* _Passage provided_
>>>>>

In a third embodiment of the present invention, the hoistway includes a plurality of rope clamps adapted to engage the stationary ropes and support a portion of their weight, particularly in high-rise applications in which the length and weight of the rope is very great. The clamps release upon approach of the car and are re-engaged after the car passes. By providing intermediate support of the rope, the clamps permit use of very long ropes which would otherwise not be suitable in this application.

In a fourth embodiment of the present invention high-friction, flat, flexible traction ropes are used for efficient and increased traction between rope and sheave, thereby reducing machine mass and system cost. The increased traction is attributable to the increase in surface contact area attained with flat ropes, as

opposed to conventional, round ropes. By utilizing flat ropes instead of round ropes the number and diameter of drive or traction sheaves may be decreased.

This reduces machine cost in general and in particular instances where, for example, only one sheave needs to be driven rather than two. Because the diameter of the drive sheave can be reduced, the torque required to drive the sheave will, as a result, be decreased. Thus, smaller and more efficient drive machine components can be used. By minimizing the number and size of drive sheaves and drive machine components, cost-efficient and smaller, lighter weight machines can be implemented. This is particularly advantageous in a system, such as the present invention system, where the machine and the drive sheaves are supported by and move with the elevator car.

In a fifth embodiment of the present invention, a novel sheave and rope or belt arrangement is illustrated in which a traction rope or belt engages a drive sheave in an approximate 360 degree wrapping fashion for optimum traction.

Such an arrangement provides maximum traction with minimum components, material mass, space and associated costs.

In a sixth embodiment of the present invention, a novel sheave and rope or belt arrangement is illustrated in which optimum traction with minimal components, material mass, space and cost is achieved by providing a pair of diverter sheaves in positions so as to optimize the area of wrap-around contact between a rope and drive sheave.

<<<<<

* _Data segment_
>>>>>

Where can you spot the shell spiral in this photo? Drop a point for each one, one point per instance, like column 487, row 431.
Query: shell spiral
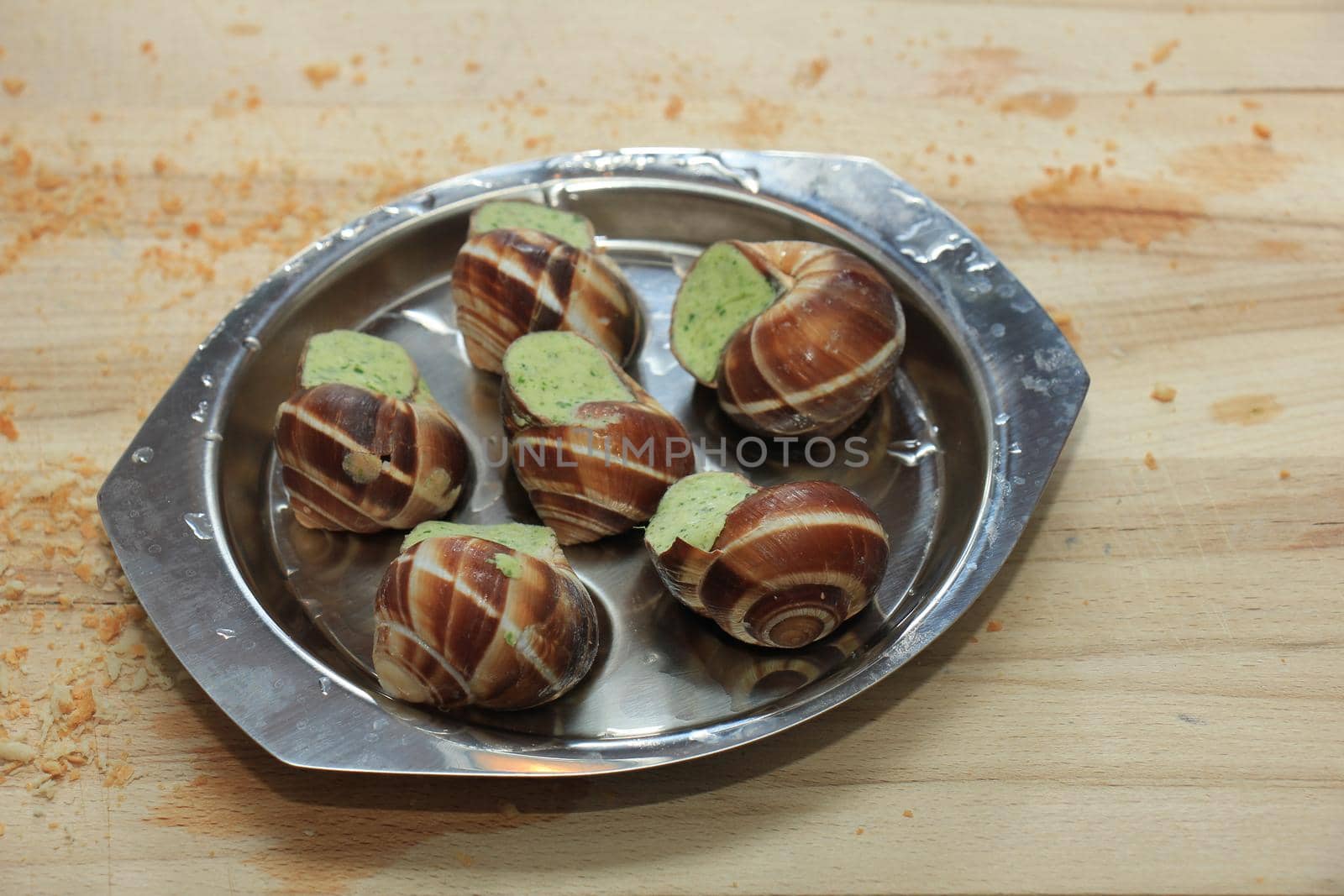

<<<<<

* _Set exercise 1_
Name each embodiment in the elevator passage by its number, along with the feature it introduces.
* _Set exercise 2_
Carry the elevator passage forward with the text that would come after its final sentence.

* _Exercise response 1_
- Third embodiment: a plurality of rope clamps in the hoistway that engage the stationary ropes and support part of their weight.
- Fourth embodiment: high-friction, flat, flexible traction ropes.
- Fifth embodiment: a traction rope or belt that wraps a drive sheave about 360 degrees.
- Sixth embodiment: a pair of diverter sheaves placed to optimize the area of wrap-around contact between a rope and drive sheave.

* _Exercise response 2_
Brief Description of the Drawings Fig. 1 shows an embodiment of the present invention without the surrounding hoistway.

Fig. 2 shows a more detailed plan view of the sheave arrangement as shown in Fig. 1.

Fig. 3 shows a side elevation of the sheave arrangement according to the present invention.

Fig. 4 shows a side elevation of the second embodiment of the present invention.

Figs. 5 and 6 show respective plan views of the sheave arrangement of the first and second elevator cars of Fig. 4.

Fig. 7 shows a third embodiment of the present invention having a plurality of rope clamping means shown in Figs. 8,9a, 9b and 10.

Fig. 11 is a schematic, perspective view of a fourth embodiment of the present invention system using flat ropes with traction sheaves.

Fig. 12 is a schematic, partial perspective view of a component of a fifth embodiment of the present invention.

Fig. 13 is a schematic, partial perspective view of a component of a sixth embodiment of the present invention.

Fig 14 is a sectional, side view of a traction sheave and a plurality of flat ropes, each having a plurality of cords.

Fig. 15 is a sectional view of one of the flat ropes.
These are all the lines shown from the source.